● SET EXERCISE
Can you write out every line of the material below word for word, leaving out the pictures?

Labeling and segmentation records
..............................

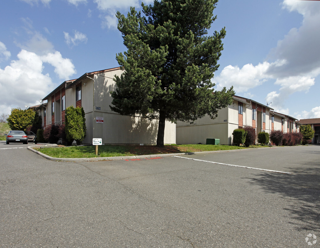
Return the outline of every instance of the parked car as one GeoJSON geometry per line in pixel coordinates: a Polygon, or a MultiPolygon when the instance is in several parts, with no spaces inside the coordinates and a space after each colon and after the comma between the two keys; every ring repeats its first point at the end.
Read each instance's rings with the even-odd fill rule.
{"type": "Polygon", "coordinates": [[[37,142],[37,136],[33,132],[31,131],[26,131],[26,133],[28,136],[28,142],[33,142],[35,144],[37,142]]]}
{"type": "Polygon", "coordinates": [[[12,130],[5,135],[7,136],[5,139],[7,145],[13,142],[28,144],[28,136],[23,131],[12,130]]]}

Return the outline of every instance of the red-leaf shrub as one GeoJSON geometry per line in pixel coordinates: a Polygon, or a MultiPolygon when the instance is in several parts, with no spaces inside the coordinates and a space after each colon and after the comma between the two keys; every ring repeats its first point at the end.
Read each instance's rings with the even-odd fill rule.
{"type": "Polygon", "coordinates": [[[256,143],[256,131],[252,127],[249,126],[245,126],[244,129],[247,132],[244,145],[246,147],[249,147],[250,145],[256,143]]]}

..............................

● ANSWER
Return the outline of every instance of the parked car as one GeoJSON geometry per line in pixel coordinates: a Polygon, or a MultiPolygon when the instance is in several parts, with no spaces inside the coordinates and a space after each colon and after the comma between the two keys; every ring repeats its first point at the end.
Read each instance's rings with the even-odd fill rule.
{"type": "Polygon", "coordinates": [[[37,142],[37,136],[33,132],[31,131],[26,131],[26,133],[28,136],[28,142],[33,142],[35,144],[37,142]]]}
{"type": "Polygon", "coordinates": [[[12,130],[5,135],[7,136],[5,139],[7,145],[13,142],[28,144],[28,136],[23,131],[12,130]]]}

Return the outline of every instance of the red-leaf shrub as one GeoJSON geometry per line in pixel coordinates: a Polygon, or a MultiPolygon when the instance is in several parts, with no spaces inside the coordinates and a space after each colon and after the comma between the two keys; every ring repeats its first point at the end.
Read each instance's rings with the even-odd fill rule.
{"type": "Polygon", "coordinates": [[[256,143],[256,131],[252,127],[249,126],[245,126],[244,129],[247,132],[244,145],[246,147],[249,147],[250,145],[256,143]]]}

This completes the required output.